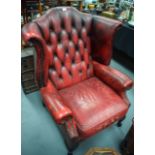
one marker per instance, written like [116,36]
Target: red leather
[112,77]
[73,86]
[55,103]
[94,105]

**BRIEF**
The answer must be an exact reproduction of the records, with every picture left out.

**SOLVED PROBLEM**
one marker per instance, written like [116,36]
Target: red leather
[112,77]
[73,86]
[55,103]
[94,105]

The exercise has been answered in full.